REQUIRED TASK:
Lay out everything from the start of the data down to the line containing "165 94 L 160" as a Markdown table with the columns "No." and "Text", giving each line's number and wording and omitting blank lines.

Collected data:
::::

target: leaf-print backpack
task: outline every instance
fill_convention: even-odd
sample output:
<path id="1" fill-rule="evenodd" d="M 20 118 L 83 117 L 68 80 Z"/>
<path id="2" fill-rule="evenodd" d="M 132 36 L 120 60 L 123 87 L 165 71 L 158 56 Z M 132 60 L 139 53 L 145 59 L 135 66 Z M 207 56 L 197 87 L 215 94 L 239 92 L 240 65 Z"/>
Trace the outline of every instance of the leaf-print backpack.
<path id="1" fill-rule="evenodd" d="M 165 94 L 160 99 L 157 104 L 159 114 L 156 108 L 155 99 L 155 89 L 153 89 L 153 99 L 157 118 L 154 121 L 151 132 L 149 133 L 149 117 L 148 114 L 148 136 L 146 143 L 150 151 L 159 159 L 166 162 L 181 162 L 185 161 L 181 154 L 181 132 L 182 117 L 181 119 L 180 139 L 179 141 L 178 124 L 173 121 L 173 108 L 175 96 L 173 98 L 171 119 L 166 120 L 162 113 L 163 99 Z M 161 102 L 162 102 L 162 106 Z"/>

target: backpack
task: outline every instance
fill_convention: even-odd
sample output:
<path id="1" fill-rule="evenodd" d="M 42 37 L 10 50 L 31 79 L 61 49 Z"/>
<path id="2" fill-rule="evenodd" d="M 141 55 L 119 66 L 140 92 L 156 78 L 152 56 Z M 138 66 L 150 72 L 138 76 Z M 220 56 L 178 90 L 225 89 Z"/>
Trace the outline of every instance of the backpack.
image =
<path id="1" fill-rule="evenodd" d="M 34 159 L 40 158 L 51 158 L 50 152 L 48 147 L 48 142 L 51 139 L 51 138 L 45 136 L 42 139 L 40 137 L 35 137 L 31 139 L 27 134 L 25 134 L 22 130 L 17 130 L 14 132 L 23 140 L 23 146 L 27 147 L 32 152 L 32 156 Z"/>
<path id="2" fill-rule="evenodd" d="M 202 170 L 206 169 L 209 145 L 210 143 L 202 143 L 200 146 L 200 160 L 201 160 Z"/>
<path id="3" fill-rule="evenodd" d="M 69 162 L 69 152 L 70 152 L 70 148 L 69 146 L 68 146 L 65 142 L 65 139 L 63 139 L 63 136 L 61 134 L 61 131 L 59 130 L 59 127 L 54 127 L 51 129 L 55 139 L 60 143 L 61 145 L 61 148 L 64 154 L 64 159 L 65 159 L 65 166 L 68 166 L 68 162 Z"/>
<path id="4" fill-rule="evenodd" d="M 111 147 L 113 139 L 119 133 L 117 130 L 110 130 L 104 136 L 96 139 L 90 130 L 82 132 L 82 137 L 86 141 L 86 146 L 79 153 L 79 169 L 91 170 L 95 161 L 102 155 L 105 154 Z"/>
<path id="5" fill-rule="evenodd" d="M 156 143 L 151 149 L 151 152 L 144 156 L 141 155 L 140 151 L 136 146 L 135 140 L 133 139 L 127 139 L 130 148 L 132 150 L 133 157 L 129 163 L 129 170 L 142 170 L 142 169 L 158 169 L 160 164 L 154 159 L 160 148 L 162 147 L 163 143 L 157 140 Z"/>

::::

TASK ANSWER:
| No. | Text |
|---|---|
| 1 | target: leaf-print backpack |
| 2 | task: outline every instance |
| 3 | fill_convention: even-odd |
| 4 | sample output: |
| 5 | <path id="1" fill-rule="evenodd" d="M 20 118 L 83 117 L 68 80 Z"/> |
| 6 | <path id="2" fill-rule="evenodd" d="M 132 36 L 120 60 L 123 87 L 165 71 L 158 56 Z M 132 60 L 139 53 L 145 59 L 135 66 Z M 207 56 L 197 87 L 215 94 L 239 92 L 240 65 Z"/> |
| 7 | Trace the outline of every instance of the leaf-print backpack. |
| 8 | <path id="1" fill-rule="evenodd" d="M 165 94 L 160 99 L 157 104 L 159 114 L 156 108 L 155 99 L 155 89 L 153 89 L 153 99 L 157 118 L 154 121 L 151 132 L 149 133 L 149 117 L 148 114 L 148 136 L 146 143 L 150 151 L 159 159 L 166 162 L 181 162 L 185 161 L 181 154 L 181 132 L 182 117 L 181 119 L 180 139 L 179 141 L 178 124 L 173 121 L 173 108 L 175 96 L 173 98 L 171 119 L 166 120 L 162 113 L 163 99 Z M 161 102 L 162 102 L 162 106 Z"/> |